-- START OF SOURCE RECORDS --
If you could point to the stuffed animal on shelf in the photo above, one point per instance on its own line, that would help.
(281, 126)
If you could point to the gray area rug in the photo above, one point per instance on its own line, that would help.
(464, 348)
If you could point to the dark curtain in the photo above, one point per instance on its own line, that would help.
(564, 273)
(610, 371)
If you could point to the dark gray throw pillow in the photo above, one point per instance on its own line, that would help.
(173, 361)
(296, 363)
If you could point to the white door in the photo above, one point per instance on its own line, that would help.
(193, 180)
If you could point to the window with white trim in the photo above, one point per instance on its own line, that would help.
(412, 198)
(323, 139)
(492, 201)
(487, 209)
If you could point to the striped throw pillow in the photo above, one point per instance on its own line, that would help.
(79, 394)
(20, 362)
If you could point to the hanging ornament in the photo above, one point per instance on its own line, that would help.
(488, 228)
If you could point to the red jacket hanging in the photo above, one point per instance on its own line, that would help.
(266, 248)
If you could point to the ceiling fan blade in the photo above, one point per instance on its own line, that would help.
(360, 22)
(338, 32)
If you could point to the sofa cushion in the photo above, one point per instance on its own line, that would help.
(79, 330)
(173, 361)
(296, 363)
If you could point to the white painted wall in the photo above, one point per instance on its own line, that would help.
-- END OF SOURCE RECORDS --
TASK TO CARRY OUT: Every line above should be printed again exactly as it stands.

RESULT OF THIS EXERCISE:
If you could point to the stuffed animal on shelf in the photo above, one point per instance on its own line, that would help.
(281, 126)
If you could point to the gray area rug in the photo above, one point per instance on its own line, that would help.
(464, 348)
If you could point to the dark curtain in the photo above, one point per instance on its own line, that would help.
(564, 273)
(610, 371)
If you could point to the dark gray throw pillow in the photo above, one point per instance on its own line, that would help.
(173, 361)
(296, 363)
If you could point to the white door in the photo above, one point per instance on its own line, that would help.
(193, 180)
If you could point to the window with white trim in the photo above, one point per instance on its own line, that would help.
(412, 198)
(323, 139)
(492, 201)
(487, 209)
If you could point to the striped throw pillow in the photo above, one point per instance on its own line, that would help.
(79, 394)
(20, 362)
If you could point to the hanging ornament in the photo above, one point per instance on its own line, that would help.
(488, 228)
If you could point to the red jacket hanging in the photo above, one point per instance on its own line, that would help.
(266, 248)
If you could point to the ceiling fan blade in the photo above, one point per instance on its own line, that would help.
(360, 22)
(338, 32)
If you could point to the sofa cushion in the photo above, one point per instance on its own line, that would help.
(79, 330)
(173, 361)
(296, 363)
If you could point to the white painted wall in the photo above, one point per instance on its own line, that would help.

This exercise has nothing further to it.